• Work request: From the entries below, return only the lines starting at the one that contains "(format x=471, y=332)" and ending at the one that contains "(format x=336, y=1)", exactly as they stand.

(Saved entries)
· · · · ·
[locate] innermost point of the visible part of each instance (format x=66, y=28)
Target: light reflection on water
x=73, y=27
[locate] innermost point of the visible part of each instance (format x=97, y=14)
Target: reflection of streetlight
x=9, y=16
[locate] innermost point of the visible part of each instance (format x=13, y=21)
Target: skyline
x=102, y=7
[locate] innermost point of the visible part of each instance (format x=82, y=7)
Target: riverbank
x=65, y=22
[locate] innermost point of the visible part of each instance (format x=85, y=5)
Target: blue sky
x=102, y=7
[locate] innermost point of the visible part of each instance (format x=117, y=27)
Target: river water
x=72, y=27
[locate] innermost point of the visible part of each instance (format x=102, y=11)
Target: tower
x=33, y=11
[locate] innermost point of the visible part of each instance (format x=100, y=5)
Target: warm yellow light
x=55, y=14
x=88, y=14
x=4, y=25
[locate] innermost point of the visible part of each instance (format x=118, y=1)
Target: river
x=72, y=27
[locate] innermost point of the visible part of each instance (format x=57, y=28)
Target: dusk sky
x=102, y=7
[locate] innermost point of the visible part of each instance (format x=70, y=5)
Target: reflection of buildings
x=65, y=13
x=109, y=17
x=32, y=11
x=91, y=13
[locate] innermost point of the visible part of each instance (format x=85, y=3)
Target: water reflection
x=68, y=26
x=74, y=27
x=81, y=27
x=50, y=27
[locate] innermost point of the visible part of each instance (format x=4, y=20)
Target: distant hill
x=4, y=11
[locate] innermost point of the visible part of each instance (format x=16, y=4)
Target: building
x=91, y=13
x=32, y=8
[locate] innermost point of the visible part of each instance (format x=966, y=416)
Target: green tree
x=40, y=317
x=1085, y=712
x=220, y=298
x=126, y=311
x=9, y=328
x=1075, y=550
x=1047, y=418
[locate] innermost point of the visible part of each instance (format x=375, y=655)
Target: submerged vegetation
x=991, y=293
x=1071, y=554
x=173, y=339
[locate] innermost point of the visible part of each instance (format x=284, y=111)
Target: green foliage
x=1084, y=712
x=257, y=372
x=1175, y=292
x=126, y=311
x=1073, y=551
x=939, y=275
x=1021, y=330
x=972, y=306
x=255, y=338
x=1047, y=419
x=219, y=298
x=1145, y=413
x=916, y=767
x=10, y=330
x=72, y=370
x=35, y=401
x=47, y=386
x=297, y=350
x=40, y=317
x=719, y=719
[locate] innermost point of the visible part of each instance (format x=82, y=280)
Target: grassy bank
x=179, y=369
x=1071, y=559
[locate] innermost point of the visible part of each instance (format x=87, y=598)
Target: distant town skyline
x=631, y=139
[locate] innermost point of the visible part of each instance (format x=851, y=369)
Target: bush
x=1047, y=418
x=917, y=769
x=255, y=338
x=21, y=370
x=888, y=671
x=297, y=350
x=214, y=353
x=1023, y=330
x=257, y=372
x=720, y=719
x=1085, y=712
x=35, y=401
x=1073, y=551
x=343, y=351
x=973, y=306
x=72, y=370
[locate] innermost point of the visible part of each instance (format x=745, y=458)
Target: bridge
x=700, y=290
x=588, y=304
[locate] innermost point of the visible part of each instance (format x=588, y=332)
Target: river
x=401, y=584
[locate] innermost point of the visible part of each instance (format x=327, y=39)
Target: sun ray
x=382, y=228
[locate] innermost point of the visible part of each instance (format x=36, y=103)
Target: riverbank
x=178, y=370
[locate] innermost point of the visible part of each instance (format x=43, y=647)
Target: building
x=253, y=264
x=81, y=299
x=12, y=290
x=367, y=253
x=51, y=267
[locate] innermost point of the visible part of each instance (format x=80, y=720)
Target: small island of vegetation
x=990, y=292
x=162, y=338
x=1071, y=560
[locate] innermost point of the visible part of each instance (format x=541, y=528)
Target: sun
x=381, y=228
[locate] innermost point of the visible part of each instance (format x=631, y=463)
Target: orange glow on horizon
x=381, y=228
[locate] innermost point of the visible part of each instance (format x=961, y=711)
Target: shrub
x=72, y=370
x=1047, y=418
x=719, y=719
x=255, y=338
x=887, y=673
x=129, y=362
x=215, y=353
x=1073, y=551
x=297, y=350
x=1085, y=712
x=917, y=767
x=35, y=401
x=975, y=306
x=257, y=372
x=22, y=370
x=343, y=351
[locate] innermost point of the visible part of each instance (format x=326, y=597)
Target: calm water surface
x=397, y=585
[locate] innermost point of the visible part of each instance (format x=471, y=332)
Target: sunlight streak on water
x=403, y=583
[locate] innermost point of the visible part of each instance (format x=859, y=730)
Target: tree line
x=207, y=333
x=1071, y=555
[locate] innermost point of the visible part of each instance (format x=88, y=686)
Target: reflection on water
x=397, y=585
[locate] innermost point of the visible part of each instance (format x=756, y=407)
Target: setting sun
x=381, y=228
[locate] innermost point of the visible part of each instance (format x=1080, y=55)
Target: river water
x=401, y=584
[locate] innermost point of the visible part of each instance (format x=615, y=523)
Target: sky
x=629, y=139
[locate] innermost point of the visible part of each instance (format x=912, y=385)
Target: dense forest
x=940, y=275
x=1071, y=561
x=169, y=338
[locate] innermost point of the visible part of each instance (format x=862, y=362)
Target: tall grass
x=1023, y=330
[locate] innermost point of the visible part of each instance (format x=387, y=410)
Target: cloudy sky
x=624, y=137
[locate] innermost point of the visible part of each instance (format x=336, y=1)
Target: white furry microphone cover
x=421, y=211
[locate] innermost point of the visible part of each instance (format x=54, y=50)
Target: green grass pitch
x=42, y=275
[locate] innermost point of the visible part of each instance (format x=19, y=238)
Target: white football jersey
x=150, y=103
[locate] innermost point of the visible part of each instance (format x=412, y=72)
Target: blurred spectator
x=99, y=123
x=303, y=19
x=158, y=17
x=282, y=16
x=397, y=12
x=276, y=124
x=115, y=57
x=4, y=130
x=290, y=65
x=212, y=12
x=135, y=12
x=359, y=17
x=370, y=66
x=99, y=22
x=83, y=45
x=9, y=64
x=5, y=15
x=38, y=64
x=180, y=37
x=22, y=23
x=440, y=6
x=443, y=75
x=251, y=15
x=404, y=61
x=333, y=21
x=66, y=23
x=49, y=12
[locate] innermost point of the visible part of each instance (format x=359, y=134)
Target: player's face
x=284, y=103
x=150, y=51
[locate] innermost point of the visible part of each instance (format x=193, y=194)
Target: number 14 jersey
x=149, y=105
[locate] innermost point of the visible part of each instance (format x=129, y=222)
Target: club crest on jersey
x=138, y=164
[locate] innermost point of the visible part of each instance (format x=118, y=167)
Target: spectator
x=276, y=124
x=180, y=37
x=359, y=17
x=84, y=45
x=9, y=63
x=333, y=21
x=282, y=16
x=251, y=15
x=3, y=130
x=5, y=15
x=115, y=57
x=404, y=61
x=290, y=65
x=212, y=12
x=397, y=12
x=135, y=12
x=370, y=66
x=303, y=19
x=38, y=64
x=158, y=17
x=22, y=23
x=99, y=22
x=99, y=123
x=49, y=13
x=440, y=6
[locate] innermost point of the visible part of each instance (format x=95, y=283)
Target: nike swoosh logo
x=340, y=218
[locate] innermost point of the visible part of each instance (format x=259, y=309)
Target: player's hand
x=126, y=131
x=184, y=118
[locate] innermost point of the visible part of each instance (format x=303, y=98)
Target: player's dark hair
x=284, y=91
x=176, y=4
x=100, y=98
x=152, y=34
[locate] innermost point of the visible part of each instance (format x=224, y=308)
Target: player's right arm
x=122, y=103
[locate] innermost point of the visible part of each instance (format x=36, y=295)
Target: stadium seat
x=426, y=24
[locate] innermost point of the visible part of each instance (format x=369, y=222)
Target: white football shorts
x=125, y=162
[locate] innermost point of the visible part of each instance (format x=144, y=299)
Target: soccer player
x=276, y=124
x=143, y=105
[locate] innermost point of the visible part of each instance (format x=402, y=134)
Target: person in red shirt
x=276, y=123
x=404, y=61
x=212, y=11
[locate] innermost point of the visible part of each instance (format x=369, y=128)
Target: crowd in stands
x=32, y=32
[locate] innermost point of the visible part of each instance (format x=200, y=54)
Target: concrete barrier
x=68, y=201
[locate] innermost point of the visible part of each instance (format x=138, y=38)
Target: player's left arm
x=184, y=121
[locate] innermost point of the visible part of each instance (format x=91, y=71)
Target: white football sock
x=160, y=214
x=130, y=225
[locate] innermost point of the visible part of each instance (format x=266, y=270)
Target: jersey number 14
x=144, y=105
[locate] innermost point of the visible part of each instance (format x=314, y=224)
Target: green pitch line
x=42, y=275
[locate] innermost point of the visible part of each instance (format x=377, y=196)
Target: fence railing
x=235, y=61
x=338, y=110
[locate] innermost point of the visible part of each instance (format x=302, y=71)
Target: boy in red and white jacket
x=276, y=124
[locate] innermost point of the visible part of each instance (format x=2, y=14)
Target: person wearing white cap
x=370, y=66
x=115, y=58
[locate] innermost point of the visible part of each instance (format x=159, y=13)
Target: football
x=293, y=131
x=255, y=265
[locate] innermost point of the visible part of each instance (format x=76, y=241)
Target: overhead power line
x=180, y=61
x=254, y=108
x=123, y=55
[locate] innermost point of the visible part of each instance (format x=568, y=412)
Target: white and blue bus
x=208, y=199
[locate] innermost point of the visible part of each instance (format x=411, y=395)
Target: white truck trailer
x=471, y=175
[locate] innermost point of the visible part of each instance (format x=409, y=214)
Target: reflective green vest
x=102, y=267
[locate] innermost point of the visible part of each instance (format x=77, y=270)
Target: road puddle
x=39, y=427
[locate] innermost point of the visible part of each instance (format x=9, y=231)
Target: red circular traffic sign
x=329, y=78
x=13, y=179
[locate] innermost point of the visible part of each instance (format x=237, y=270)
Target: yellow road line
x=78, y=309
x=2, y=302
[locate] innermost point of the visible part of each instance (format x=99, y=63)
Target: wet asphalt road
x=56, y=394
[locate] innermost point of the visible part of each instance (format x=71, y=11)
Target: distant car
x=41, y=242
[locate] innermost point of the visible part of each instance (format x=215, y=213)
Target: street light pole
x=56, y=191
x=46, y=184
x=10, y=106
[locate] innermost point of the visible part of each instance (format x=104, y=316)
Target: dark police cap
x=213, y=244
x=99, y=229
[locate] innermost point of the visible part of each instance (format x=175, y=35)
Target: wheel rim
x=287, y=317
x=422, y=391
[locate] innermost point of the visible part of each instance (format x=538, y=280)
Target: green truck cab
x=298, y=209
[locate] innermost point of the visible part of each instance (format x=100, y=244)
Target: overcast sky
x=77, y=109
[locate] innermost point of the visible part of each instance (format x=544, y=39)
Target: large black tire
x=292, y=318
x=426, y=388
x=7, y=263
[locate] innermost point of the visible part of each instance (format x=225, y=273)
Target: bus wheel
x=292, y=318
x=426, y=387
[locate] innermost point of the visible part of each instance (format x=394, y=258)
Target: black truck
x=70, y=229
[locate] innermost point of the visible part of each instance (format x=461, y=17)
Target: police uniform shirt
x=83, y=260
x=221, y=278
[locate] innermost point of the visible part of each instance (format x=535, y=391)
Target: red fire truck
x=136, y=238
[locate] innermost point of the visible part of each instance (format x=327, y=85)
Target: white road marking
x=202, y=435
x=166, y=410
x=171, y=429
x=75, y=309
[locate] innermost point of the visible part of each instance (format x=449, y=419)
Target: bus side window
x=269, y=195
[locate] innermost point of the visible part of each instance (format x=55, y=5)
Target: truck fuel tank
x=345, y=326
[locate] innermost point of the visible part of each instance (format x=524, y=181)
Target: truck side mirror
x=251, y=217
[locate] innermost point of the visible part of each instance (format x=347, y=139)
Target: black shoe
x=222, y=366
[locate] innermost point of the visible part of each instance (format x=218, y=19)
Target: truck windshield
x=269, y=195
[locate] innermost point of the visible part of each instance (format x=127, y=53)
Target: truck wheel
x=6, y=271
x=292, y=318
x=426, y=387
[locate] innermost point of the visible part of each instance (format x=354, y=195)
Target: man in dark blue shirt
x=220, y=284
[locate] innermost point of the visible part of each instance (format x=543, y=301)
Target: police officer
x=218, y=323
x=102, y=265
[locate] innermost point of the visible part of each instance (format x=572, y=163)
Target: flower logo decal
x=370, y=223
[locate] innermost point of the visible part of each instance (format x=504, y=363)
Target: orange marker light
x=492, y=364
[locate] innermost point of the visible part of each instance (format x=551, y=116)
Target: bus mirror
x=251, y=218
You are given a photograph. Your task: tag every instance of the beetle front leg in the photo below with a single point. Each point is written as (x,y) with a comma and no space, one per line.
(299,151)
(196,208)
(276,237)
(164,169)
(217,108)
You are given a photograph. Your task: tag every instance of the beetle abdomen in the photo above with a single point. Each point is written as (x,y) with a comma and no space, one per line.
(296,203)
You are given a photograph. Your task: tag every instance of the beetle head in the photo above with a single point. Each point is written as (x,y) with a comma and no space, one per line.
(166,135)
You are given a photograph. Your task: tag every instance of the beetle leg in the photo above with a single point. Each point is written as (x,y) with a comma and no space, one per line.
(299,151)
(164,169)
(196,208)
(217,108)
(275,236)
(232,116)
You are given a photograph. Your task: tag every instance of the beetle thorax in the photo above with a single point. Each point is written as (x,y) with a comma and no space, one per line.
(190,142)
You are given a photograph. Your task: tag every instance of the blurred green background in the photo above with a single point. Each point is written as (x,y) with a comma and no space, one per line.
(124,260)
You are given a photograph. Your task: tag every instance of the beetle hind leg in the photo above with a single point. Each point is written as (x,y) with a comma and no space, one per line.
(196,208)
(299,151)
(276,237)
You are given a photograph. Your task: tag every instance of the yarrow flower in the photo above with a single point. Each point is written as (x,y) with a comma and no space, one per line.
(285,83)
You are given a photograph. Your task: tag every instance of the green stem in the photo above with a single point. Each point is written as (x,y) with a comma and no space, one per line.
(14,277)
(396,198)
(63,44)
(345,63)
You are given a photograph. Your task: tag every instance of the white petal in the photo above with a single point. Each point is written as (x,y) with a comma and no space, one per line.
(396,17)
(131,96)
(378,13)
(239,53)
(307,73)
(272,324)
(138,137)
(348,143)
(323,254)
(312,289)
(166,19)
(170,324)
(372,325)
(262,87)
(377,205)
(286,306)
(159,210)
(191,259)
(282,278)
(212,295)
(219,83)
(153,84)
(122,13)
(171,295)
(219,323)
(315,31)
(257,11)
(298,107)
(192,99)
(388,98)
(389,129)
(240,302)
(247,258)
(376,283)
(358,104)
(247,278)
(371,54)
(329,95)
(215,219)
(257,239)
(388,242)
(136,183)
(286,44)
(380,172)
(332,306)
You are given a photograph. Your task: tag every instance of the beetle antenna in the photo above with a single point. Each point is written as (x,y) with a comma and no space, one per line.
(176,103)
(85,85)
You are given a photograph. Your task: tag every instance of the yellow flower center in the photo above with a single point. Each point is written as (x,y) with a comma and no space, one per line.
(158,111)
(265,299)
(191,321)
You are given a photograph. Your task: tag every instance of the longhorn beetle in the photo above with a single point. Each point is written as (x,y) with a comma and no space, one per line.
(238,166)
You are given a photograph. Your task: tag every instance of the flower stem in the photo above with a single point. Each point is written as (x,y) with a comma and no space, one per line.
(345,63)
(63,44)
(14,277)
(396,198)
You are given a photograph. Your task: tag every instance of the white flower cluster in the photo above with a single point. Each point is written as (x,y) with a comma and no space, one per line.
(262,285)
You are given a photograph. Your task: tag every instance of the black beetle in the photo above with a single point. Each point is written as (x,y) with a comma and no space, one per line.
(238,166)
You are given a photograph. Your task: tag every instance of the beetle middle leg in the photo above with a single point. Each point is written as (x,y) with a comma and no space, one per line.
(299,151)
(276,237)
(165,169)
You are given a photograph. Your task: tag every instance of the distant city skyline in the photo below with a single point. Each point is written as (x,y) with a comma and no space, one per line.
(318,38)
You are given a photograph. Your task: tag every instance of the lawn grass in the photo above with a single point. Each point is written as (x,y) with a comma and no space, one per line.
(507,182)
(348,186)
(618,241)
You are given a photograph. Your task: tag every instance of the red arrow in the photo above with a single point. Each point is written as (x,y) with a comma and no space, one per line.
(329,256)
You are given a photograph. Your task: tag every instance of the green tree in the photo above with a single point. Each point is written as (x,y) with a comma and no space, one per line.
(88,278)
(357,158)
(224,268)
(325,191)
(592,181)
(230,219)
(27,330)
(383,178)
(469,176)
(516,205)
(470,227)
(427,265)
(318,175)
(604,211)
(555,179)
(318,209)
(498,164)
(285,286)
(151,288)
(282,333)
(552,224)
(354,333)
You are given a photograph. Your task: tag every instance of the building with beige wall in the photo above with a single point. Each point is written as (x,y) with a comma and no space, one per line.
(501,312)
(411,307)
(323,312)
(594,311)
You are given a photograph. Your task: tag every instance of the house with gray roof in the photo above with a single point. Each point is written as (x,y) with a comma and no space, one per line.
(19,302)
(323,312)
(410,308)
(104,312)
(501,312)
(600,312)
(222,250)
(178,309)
· · · · ·
• Response area:
[locate] innermost point of the visible part of each instance (format x=471, y=332)
Target: sunlight streak on water
x=403, y=583
[locate] innermost point of the visible part of each instance (format x=859, y=730)
Target: tree line
x=207, y=333
x=1071, y=555
[locate] innermost point of the visible part of each instance (format x=88, y=686)
Target: reflection on water
x=397, y=585
[locate] innermost point of the visible part of each instance (format x=756, y=407)
Target: setting sun
x=381, y=228
[locate] innermost point of the visible part of each instance (format x=1080, y=55)
Target: river water
x=401, y=584
[locate] innermost point of the visible part of each instance (format x=615, y=523)
Target: sky
x=629, y=139
[locate] innermost point of the visible part of each instance (format x=912, y=385)
Target: dense forest
x=940, y=275
x=1071, y=561
x=169, y=338
[locate] innermost point of the visible part of each instance (format x=862, y=362)
Target: tall grass
x=1023, y=330
[locate] innermost point of the visible part of each instance (format x=387, y=410)
Target: cloudy sky
x=624, y=137
[locate] innermost point of the visible part of each instance (format x=336, y=1)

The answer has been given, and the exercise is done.